- _Text segment_:
Kuhlmann is the first to admit that not all of those readers are customers of Articulate. When you combine Kuhlmann’s writing with Articulate’s Community Forum and Gabe Anderson’s Word of Mouth Blog, you get a vibrant elearning community that is further augmented by Twitter and Facebook. Not to mention Screenr.
Elearning professionals are creating tutorials on Screenr and starting conversations that allow us all to benefit from perspectives and ideas only available through the kind of networking Articulate and Kuhlmann have established. It is Articulate’s dominance in elearning community that led me to interview Kuhlmann. We had a long conversation on the phone highlighted by his excitement about the conversations he is seeing. Kuhlmann is knowledgeable and gracious. I recommend seeking him out at the conferences—which you can learn more about at the end of the interview.
eLW: Many elearning professionals, including me, have praised Articulate’s online presence and use of social media. How is it that you have such a lead in this area compared to other authoring software companies and other companies in general?
TK: It’s all old fashioned customer support. We really embrace our mission to empower people. Most people don’t care about Articulate. What they care about is getting their jobs done. We try our best to help them do that.
Since it’s ultimately all about communicating with people, we leverage the communication channels to do so. Social media is just one way we can help our customers.
TK: Software’s just a tool. So the goal is to create a tool that works well and sells well. 🙂 There’s always a balance between what you should and shouldn’t have in the product. It’s not always about having every feature. Too many choices is not better than too few. So it’s a challenge to consider the customer requests and then integrate them in upgrades. Finding the right balance isn’t always easy.
When I used to look at software purchases with previous employers, it struck me that some of the more sophisticated authoring solutions were almost at a point where it was just better to learn Flash than to learn a proprietary authoring language. So the goal is to add capability without complexity.
TK: I think the debate is kind of pointless. They’re all tools that serve a purpose. Find the right tool for the right purpose. I have a post hole digger but I don’t need to use that every time I did a hole. If I plant a garden, all I need to do is poke a small hole with my finger. It would seem ridiculous to use the post hole digger. In the same sense, if I need to dig a post hole, I wouldn’t get very far trying to poke the ground with my finger.

- _What is asked_:
(a) In the interview excerpt, what does Kuhlmann say the goal is when adding to the authoring software?
(b) Besides Kuhlmann's own writing, what does the opening paragraph of the interview excerpt name as making up or adding to the elearning community?

- _Material provided_:
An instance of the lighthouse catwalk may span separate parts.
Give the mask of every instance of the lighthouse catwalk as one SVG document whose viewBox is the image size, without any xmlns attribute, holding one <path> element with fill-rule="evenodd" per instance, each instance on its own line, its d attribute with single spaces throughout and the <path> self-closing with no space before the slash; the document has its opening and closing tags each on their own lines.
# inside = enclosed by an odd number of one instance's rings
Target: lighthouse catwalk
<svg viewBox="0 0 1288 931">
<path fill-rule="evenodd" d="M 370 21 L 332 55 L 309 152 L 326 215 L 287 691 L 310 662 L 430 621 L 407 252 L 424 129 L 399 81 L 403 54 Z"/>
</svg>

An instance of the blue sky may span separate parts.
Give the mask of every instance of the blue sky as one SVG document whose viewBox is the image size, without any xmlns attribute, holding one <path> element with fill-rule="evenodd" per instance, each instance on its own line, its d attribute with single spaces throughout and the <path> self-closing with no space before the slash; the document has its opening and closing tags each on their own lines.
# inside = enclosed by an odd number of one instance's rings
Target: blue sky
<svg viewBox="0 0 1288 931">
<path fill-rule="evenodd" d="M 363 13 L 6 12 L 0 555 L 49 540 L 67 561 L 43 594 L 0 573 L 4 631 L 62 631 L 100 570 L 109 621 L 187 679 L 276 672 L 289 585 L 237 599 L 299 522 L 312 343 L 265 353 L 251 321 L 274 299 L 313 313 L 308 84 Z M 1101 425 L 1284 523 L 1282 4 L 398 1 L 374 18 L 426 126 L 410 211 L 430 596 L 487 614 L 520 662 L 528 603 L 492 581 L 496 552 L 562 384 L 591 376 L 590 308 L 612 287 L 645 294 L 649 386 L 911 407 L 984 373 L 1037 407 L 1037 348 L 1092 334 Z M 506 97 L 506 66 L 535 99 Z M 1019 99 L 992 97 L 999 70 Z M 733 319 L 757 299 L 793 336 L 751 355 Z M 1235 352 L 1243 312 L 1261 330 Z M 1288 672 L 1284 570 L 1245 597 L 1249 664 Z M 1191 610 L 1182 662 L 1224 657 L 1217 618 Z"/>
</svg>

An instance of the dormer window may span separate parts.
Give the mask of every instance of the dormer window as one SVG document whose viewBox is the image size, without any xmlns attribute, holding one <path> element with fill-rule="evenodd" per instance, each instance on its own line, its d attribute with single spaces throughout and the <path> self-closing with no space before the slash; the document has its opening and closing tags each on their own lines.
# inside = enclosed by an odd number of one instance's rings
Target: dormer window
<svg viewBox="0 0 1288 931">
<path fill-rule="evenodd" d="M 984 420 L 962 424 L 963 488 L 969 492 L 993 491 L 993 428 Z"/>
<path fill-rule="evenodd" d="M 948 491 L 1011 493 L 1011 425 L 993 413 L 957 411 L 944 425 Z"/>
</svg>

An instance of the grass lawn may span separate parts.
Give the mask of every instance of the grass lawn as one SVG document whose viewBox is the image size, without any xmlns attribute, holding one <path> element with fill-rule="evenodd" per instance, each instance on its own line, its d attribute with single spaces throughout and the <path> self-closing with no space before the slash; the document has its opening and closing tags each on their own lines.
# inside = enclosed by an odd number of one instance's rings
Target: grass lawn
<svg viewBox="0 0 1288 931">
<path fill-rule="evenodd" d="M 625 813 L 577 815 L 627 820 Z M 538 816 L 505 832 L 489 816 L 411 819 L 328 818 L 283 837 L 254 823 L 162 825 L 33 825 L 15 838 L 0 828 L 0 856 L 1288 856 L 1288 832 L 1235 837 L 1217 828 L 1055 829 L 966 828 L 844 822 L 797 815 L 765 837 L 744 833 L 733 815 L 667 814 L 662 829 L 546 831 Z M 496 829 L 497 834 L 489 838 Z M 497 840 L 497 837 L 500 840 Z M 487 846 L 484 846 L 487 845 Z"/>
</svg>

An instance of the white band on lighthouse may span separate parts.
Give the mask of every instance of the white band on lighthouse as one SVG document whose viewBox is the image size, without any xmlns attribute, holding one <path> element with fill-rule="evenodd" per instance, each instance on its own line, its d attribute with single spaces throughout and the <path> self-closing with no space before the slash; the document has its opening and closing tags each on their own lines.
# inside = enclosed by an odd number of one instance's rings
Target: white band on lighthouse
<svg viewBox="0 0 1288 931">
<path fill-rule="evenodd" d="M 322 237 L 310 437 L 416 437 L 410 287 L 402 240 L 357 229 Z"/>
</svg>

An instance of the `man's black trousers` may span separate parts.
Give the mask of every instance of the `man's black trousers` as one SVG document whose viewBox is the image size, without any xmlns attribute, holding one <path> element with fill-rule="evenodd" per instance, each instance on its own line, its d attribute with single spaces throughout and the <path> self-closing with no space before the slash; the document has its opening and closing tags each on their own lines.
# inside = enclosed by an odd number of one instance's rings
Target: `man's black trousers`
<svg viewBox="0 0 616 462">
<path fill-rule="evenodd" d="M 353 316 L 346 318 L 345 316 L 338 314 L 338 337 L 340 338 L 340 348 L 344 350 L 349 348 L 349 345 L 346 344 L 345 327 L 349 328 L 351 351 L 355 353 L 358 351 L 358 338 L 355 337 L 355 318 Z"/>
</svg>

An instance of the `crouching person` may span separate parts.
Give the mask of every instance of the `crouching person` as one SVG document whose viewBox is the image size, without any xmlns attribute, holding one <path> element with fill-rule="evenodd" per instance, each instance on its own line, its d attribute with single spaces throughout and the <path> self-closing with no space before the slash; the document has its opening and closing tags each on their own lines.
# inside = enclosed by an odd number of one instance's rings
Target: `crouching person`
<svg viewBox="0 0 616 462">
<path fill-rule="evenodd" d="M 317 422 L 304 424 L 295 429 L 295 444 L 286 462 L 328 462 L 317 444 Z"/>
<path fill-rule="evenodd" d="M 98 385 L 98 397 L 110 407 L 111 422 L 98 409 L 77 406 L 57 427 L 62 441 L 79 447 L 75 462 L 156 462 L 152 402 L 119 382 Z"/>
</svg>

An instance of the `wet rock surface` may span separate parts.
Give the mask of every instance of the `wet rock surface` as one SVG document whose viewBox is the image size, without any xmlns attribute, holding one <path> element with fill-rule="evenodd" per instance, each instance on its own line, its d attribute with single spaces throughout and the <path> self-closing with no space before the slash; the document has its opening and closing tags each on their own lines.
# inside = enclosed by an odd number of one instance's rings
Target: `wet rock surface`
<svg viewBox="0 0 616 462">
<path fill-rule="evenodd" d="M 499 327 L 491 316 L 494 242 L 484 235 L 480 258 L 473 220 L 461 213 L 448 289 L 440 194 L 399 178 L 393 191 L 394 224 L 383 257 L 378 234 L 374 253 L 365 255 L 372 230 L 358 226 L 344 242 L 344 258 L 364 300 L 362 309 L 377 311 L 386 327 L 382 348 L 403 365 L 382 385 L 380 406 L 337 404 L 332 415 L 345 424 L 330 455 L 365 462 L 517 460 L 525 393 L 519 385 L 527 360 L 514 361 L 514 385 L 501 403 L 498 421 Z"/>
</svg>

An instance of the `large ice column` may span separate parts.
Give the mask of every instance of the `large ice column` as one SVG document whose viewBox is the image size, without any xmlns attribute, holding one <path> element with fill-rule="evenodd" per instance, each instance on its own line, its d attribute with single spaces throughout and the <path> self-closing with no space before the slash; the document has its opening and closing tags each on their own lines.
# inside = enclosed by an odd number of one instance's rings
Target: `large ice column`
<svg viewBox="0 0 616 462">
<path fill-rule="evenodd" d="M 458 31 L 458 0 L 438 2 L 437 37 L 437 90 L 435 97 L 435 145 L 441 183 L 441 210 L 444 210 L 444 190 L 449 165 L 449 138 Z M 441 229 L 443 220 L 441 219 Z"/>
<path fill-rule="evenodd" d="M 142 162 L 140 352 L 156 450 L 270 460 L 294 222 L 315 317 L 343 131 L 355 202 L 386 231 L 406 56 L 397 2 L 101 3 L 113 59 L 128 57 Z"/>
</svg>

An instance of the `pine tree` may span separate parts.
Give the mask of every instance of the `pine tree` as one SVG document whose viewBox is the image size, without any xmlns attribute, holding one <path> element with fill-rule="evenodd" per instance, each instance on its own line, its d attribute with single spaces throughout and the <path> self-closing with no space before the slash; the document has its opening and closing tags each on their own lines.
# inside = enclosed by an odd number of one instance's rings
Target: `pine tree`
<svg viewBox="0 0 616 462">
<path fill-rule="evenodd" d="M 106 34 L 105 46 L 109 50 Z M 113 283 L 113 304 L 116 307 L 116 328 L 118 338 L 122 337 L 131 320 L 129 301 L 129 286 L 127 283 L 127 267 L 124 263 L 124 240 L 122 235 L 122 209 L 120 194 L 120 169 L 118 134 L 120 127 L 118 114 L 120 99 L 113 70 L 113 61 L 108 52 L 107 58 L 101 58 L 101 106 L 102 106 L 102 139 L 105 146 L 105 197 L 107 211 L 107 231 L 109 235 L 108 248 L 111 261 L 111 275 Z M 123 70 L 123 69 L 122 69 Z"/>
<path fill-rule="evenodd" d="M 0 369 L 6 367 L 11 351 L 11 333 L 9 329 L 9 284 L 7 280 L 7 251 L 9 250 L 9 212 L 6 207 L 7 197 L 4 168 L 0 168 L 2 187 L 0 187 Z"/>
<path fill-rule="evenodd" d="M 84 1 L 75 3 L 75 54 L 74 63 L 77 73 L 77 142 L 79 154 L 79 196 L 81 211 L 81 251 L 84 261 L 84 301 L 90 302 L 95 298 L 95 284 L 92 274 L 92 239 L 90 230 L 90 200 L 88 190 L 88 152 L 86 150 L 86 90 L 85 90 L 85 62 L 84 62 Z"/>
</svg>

- _Expected answers_:
(a) To add capability without complexity.

(b) Articulate's Community Forum, Gabe Anderson's Word of Mouth Blog, Twitter, Facebook, Screenr